▶ **Aim of the task**: Swap "even-odd" for "nonzero winding" throughout the data below and write out all the lines again with nothing else changed.

── Source material

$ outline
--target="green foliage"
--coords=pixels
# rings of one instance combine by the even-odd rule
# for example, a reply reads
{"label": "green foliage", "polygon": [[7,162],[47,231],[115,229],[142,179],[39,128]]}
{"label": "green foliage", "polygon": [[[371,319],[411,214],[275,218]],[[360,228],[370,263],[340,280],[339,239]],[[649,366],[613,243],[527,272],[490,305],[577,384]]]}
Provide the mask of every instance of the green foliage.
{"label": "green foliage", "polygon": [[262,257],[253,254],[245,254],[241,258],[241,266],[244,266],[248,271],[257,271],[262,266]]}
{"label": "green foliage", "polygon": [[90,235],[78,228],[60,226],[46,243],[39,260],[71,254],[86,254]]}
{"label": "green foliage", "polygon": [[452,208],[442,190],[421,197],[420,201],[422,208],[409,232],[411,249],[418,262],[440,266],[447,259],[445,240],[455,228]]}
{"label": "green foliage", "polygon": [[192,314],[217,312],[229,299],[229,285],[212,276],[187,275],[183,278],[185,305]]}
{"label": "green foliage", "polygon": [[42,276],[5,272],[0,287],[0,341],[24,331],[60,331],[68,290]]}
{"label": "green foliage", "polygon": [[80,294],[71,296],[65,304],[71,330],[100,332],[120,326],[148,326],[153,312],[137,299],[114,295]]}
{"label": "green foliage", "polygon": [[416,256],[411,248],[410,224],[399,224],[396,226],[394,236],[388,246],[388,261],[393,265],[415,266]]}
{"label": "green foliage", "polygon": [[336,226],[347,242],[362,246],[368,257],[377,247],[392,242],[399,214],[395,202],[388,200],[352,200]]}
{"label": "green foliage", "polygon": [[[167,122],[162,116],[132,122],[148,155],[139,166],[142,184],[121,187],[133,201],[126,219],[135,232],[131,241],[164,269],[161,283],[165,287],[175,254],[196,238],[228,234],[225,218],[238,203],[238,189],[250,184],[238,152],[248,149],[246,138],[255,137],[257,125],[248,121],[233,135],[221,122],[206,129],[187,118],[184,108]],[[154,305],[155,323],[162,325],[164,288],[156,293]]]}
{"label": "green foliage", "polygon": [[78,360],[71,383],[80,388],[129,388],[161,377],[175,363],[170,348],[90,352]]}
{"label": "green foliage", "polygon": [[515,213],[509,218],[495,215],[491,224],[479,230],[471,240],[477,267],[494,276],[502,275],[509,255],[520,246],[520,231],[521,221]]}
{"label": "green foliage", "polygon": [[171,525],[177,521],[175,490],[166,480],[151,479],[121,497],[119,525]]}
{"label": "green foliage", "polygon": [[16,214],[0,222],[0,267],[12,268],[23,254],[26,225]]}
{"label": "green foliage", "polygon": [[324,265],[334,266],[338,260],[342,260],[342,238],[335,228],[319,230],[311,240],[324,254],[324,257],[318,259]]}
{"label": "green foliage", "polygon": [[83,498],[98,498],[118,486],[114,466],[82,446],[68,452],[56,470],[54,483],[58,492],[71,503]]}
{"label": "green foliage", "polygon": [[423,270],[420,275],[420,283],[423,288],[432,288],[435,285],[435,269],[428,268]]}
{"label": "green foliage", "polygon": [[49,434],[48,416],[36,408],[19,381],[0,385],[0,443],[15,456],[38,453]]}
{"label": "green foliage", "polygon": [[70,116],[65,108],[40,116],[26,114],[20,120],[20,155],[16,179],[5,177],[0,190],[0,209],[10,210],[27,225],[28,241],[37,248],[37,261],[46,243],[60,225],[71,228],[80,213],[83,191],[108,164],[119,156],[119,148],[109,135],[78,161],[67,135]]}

────

▶ **Full solution**:
$ outline
--target="green foliage"
--coords=pixels
# rings of one instance combine by the nonzero winding rule
# for example, a reply reads
{"label": "green foliage", "polygon": [[7,162],[47,231],[115,229],[142,179],[39,128]]}
{"label": "green foliage", "polygon": [[[371,319],[411,214],[275,218]],[[360,228],[370,263],[340,280],[339,239]],[[649,366],[613,243],[527,272],[490,305],[577,384]]]}
Provide the mask of every instance of the green foliage.
{"label": "green foliage", "polygon": [[262,257],[253,254],[245,254],[241,258],[241,266],[244,266],[248,271],[257,271],[262,266]]}
{"label": "green foliage", "polygon": [[90,235],[78,228],[60,226],[46,243],[39,260],[71,254],[86,254]]}
{"label": "green foliage", "polygon": [[452,208],[442,190],[421,197],[420,201],[422,208],[409,232],[411,249],[418,262],[440,266],[447,259],[445,240],[455,228]]}
{"label": "green foliage", "polygon": [[192,314],[217,312],[229,299],[229,285],[212,276],[187,275],[183,278],[185,305]]}
{"label": "green foliage", "polygon": [[42,276],[5,272],[0,287],[0,341],[24,331],[60,331],[68,290]]}
{"label": "green foliage", "polygon": [[80,294],[71,296],[65,304],[71,330],[100,332],[120,326],[148,326],[153,312],[137,299],[114,295]]}
{"label": "green foliage", "polygon": [[416,256],[411,248],[410,224],[399,224],[396,226],[394,236],[388,246],[388,261],[393,265],[415,266]]}
{"label": "green foliage", "polygon": [[336,226],[347,242],[362,246],[368,257],[377,247],[392,242],[399,214],[395,202],[388,200],[352,200]]}
{"label": "green foliage", "polygon": [[[167,122],[162,116],[132,122],[148,155],[139,166],[142,184],[121,187],[133,201],[126,219],[135,232],[131,241],[164,269],[161,283],[165,287],[175,254],[196,238],[228,234],[225,218],[238,203],[238,189],[250,184],[238,152],[248,149],[246,138],[255,137],[257,125],[248,121],[233,135],[221,122],[206,129],[187,118],[184,108]],[[154,305],[155,323],[162,325],[164,288],[156,293]]]}
{"label": "green foliage", "polygon": [[78,360],[71,383],[80,388],[129,388],[161,377],[175,363],[170,348],[90,352]]}
{"label": "green foliage", "polygon": [[515,213],[509,218],[495,215],[491,224],[479,230],[471,240],[477,267],[494,276],[502,275],[509,255],[520,246],[520,231],[521,221]]}
{"label": "green foliage", "polygon": [[171,525],[177,521],[175,490],[166,480],[151,479],[121,497],[119,525]]}
{"label": "green foliage", "polygon": [[16,214],[0,222],[0,267],[12,268],[23,254],[26,225]]}
{"label": "green foliage", "polygon": [[324,265],[334,266],[338,260],[342,260],[342,238],[335,228],[319,230],[311,240],[324,254],[324,257],[318,259]]}
{"label": "green foliage", "polygon": [[83,498],[98,498],[118,486],[114,466],[82,446],[68,452],[56,470],[54,483],[58,492],[71,503]]}
{"label": "green foliage", "polygon": [[423,270],[420,275],[420,283],[423,288],[432,288],[435,285],[435,269],[428,268]]}
{"label": "green foliage", "polygon": [[49,434],[48,416],[36,408],[19,381],[0,385],[0,443],[15,456],[38,453]]}
{"label": "green foliage", "polygon": [[70,116],[65,108],[40,116],[26,114],[20,120],[20,155],[16,179],[5,177],[0,190],[0,209],[10,210],[27,225],[28,241],[37,248],[37,261],[46,243],[60,225],[71,228],[80,213],[83,191],[108,164],[119,156],[119,148],[109,135],[78,161],[67,135]]}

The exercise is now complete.